> [Exercise passage]:
Background and aims: The impact of Coronavirus disease 2019 (COVID-19) on patients with inflammatory bowel disease (IBD) is unknown. We sought to characterize the clinical course of COVID-19 among patients with IBD and evaluate the association among demographics, clinical characteristics, and immunosuppressant treatments on COVID-19 outcomes.
Methods: Surveillance Epidemiology of Coronavirus Under Research Exclusion for Inflammatory Bowel Disease (SECURE-IBD) is a large, international registry created to monitor outcomes of patients with IBD with confirmed COVID-19. We calculated age-standardized mortality ratios and used multivariable logistic regression to identify factors associated with severe COVID-19, defined as intensive care unit admission, ventilator use, and/or death.

> [What this exercise asks]:
1. In the abstract on COVID-19 in patients with inflammatory bowel disease, how is severe COVID-19 defined?
2. Carry the abstract on COVID-19 in patients with inflammatory bowel disease forward from its last sentence.

> [Dataset excerpts]:
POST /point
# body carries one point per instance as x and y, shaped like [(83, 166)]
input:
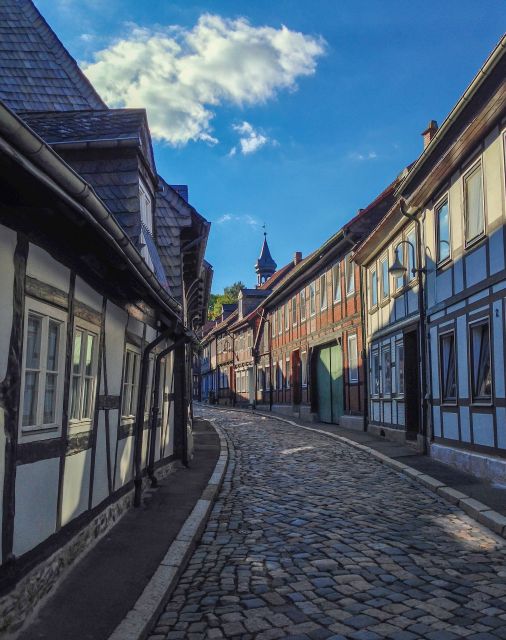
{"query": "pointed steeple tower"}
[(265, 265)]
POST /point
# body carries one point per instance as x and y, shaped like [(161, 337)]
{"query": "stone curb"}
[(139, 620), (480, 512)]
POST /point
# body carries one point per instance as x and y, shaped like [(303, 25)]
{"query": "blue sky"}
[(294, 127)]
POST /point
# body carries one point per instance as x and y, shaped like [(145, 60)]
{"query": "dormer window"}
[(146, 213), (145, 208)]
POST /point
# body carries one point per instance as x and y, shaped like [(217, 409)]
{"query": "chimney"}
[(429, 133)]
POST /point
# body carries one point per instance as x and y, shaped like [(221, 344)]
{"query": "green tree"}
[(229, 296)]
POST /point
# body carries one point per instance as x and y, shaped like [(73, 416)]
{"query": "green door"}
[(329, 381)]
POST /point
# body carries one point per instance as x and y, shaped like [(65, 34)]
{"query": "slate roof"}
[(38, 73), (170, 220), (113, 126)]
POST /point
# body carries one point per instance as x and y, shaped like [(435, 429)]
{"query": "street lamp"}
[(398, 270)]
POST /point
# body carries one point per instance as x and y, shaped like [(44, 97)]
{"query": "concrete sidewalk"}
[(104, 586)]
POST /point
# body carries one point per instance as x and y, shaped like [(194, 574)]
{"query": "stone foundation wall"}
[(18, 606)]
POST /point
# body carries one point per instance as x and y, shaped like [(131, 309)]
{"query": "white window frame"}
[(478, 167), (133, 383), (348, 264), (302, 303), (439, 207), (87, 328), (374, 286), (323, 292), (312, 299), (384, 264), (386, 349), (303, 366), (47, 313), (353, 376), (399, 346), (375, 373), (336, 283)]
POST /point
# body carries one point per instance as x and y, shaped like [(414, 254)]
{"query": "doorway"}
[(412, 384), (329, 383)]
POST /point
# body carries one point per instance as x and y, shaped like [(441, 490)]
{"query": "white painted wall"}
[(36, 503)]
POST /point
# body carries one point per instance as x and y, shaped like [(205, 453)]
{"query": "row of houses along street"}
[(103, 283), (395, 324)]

* * *

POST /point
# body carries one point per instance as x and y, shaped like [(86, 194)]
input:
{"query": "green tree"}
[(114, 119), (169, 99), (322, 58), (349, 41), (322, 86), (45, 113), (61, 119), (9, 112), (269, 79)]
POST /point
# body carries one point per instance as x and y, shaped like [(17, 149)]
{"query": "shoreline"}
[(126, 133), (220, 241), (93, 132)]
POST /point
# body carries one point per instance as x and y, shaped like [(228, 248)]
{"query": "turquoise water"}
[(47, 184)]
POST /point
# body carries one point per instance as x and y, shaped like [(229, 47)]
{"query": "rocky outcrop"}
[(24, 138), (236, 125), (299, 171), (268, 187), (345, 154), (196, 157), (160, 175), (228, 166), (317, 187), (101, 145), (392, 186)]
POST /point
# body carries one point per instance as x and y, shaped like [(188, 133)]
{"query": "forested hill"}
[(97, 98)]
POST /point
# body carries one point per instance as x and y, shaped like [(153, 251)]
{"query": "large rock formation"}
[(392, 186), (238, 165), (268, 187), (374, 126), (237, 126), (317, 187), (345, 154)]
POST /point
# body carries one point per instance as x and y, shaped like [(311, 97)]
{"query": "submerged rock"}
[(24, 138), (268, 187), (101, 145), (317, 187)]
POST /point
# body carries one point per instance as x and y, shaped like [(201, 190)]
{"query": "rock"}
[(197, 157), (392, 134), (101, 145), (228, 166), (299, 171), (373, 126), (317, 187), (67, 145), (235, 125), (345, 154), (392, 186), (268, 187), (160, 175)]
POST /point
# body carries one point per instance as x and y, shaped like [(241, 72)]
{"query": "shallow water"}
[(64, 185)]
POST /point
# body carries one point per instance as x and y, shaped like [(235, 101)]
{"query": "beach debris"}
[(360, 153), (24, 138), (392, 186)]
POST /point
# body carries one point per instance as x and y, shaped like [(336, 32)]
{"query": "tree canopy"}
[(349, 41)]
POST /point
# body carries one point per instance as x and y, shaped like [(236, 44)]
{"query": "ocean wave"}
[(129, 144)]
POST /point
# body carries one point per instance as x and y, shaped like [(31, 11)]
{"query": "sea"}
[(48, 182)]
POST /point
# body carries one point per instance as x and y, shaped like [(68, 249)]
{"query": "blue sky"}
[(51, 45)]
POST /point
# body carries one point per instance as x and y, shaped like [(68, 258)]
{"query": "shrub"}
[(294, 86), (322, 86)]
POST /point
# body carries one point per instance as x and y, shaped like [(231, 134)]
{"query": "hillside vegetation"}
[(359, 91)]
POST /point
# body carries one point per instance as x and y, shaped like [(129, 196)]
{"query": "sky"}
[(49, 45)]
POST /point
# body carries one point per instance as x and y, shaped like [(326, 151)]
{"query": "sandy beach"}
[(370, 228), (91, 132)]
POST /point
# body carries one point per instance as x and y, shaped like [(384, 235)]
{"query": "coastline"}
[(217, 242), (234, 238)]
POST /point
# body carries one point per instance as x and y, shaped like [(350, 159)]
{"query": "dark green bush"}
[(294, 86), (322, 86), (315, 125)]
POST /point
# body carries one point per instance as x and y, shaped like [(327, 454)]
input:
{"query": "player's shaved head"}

> [Answer set]:
1. Severe COVID-19 is defined as intensive care unit admission, ventilator use, and/or death.

2.
Results: 525 cases from 33 countries were reported (median age 43 years, 53% men). Thirty-seven patients (7%) had severe COVID-19, 161 (31%) were hospitalized, and 16 patients died (3% case fatality rate). Standardized mortality ratios for patients with IBD were 1.8 (95% confidence interval [CI], 0.9-2.6), 1.5 (95% CI, 0.7-2.2), and 1.7 (95% CI, 0.9-2.5) relative to data from China, Italy, and the United States, respectively. Risk factors for severe COVID-19 among patients with IBD included increasing age (adjusted odds ratio [aOR], 1.04; 95% CI, 1.01-1.02), ≥2 comorbidities (aOR, 2.9; 95% CI, 1.1-7.8), systemic corticosteroids (aOR, 6.9; 95% CI, 2.3-20.5), and sulfasalazine or 5-aminosalicylate use (aOR, 3.1; 95% CI, 1.3-7.7). Tumor necrosis factor antagonist treatment was not associated with severe COVID-19 (aOR, 0.9; 95% CI, 0.4-2.2).
Conclusions: Increasing age, comorbidities, and corticosteroids are associated with severe COVID-19 among patients with IBD, although a causal relationship cannot be definitively established. Notably, tumor necrosis factor antagonists do not appear to be associated with severe COVID-19.
Keywords: COVID-19; Crohn’s Disease; Inflammatory Bowel Disease; Ulcerative Colitis.